:: WHAT YOU ARE ASKED TO DO ::
Rewrite all of the lines below with every "polygon" replaced by "outline", leaving everything else unchanged. Omit the pictures from the result.

※ ※ ※

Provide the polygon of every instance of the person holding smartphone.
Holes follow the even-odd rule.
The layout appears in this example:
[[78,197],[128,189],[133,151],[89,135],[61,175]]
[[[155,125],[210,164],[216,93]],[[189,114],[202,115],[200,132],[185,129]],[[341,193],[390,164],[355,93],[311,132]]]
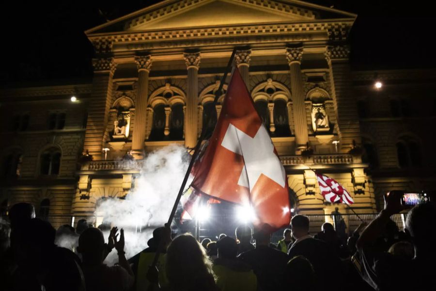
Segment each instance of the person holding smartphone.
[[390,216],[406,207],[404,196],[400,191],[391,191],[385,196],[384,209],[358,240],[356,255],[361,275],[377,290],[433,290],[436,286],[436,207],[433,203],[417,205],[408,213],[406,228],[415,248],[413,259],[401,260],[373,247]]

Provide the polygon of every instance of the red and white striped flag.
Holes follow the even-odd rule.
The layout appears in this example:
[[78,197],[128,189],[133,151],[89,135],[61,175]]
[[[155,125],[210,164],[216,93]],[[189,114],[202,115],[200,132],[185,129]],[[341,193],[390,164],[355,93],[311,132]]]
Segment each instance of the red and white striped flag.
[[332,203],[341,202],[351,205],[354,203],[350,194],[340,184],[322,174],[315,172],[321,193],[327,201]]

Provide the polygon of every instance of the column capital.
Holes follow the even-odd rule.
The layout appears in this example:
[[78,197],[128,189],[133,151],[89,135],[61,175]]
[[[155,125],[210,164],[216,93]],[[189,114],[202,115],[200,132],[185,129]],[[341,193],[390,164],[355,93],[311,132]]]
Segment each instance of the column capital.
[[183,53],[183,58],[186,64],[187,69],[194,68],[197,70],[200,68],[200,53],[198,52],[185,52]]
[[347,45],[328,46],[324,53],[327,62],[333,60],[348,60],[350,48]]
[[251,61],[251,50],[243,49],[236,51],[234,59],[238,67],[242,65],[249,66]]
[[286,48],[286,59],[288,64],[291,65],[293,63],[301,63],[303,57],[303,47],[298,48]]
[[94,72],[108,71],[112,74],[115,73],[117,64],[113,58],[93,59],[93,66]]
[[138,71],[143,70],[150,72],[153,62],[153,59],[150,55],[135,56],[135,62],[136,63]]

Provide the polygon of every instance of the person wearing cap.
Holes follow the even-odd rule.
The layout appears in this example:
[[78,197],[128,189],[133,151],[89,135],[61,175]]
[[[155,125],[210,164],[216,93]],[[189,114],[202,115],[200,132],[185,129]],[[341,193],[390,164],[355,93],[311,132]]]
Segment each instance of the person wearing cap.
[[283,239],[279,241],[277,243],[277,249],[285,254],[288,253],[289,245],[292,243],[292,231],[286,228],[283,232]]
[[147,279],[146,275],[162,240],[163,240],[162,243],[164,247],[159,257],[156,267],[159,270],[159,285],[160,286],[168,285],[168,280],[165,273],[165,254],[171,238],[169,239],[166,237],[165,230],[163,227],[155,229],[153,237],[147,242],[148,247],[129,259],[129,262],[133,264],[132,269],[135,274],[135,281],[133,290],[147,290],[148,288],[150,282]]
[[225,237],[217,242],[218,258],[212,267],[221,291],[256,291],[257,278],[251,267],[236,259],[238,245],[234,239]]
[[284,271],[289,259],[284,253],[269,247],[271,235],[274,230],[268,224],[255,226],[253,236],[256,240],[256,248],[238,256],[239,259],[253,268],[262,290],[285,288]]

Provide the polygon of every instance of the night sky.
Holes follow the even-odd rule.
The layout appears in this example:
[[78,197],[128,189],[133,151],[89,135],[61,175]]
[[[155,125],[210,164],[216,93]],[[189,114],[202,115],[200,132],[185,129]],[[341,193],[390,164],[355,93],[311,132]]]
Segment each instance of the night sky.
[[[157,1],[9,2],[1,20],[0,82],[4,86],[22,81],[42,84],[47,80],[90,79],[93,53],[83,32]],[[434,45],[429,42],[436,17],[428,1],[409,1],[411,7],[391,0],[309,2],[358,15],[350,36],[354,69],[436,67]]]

※ ※ ※

:: CORRECT OUTPUT ::
Provide the outline of every instance of the person holding smartphone.
Holes follow the even-odd rule.
The layout appears in this example:
[[78,197],[128,189],[133,151],[89,135],[61,175]]
[[[155,125],[210,164],[216,93]],[[189,114],[202,115],[200,132],[185,129]],[[341,193],[390,164],[355,93],[311,132]]]
Segment each instance of the person holding smartphone.
[[390,216],[406,207],[404,196],[400,191],[391,191],[385,196],[384,209],[358,240],[356,255],[361,275],[377,290],[433,290],[436,286],[436,207],[433,203],[417,205],[408,213],[406,228],[415,248],[413,259],[401,260],[373,247]]

Provide the outline of every instance of the red and white striped flag.
Holes follow the even-odd rule.
The layout appears in this example:
[[78,197],[128,189],[133,151],[89,135],[61,175]]
[[[155,125],[210,164],[216,93]],[[189,114],[202,115],[200,132],[185,129]],[[341,193],[390,164],[355,93],[311,132]]]
Segment each instance of the red and white striped flag.
[[332,203],[341,202],[351,205],[354,203],[350,194],[340,184],[322,174],[315,172],[321,193],[327,201]]

Provide the outline of every instance of the column capital.
Holes follow the even-odd rule.
The layout appears in this example:
[[78,197],[128,189],[133,151],[89,135],[61,175]]
[[[155,125],[210,164],[216,93]],[[189,114],[202,115],[200,132],[185,129]],[[341,193],[390,164],[355,93],[311,132]]]
Segment each instance of the column capital.
[[183,53],[183,58],[186,64],[187,69],[194,68],[197,70],[200,68],[200,53],[198,52],[185,52]]
[[347,45],[328,46],[324,53],[327,62],[333,60],[348,60],[350,48]]
[[251,61],[251,50],[243,49],[236,51],[234,59],[238,67],[242,65],[249,66]]
[[286,48],[286,59],[288,64],[291,65],[293,63],[301,63],[303,57],[303,47],[298,48]]
[[94,72],[108,71],[112,74],[115,73],[117,64],[113,58],[93,59],[93,66]]
[[138,71],[143,70],[150,72],[153,62],[153,59],[150,55],[135,56],[135,62],[136,63]]

Provide the outline of every instance of the person wearing cap.
Holes follow the even-odd rule.
The layout appears in this example:
[[78,197],[128,189],[133,151],[89,135],[61,175]]
[[[155,125],[210,164],[216,93]],[[189,114],[202,115],[200,132],[185,129]],[[341,193],[390,164],[355,93],[311,132]]]
Segment each instance of the person wearing cap.
[[283,239],[279,241],[277,243],[277,249],[285,254],[288,253],[289,245],[292,243],[292,231],[286,228],[283,232]]
[[147,279],[146,275],[162,240],[163,240],[162,243],[164,247],[159,257],[156,267],[159,270],[159,285],[160,286],[168,285],[168,280],[165,273],[165,254],[171,238],[169,239],[166,237],[165,230],[163,227],[155,229],[153,237],[147,242],[148,247],[129,259],[129,262],[133,264],[132,269],[135,274],[135,281],[133,290],[147,290],[148,288],[150,282]]
[[225,237],[217,242],[218,258],[212,267],[221,291],[256,291],[257,278],[251,267],[236,259],[238,245],[234,239]]
[[284,271],[289,259],[284,253],[269,247],[271,235],[274,230],[268,224],[255,226],[253,236],[256,240],[256,248],[238,256],[239,259],[253,268],[262,290],[285,288]]

Provide the outline of every instance of the night sky.
Holes follow the even-odd rule.
The layout appears in this example:
[[78,197],[128,189],[133,151],[89,135],[61,175]]
[[[155,125],[210,164],[216,93]],[[189,114],[202,115],[200,132],[185,129]],[[341,193],[390,164],[355,93],[311,132]]]
Segment each instance of the night sky.
[[[157,1],[9,2],[1,20],[0,82],[4,86],[22,81],[42,84],[47,80],[90,79],[93,53],[83,32]],[[434,45],[429,42],[436,17],[428,1],[409,1],[411,7],[391,0],[309,2],[358,15],[350,36],[354,69],[436,67]]]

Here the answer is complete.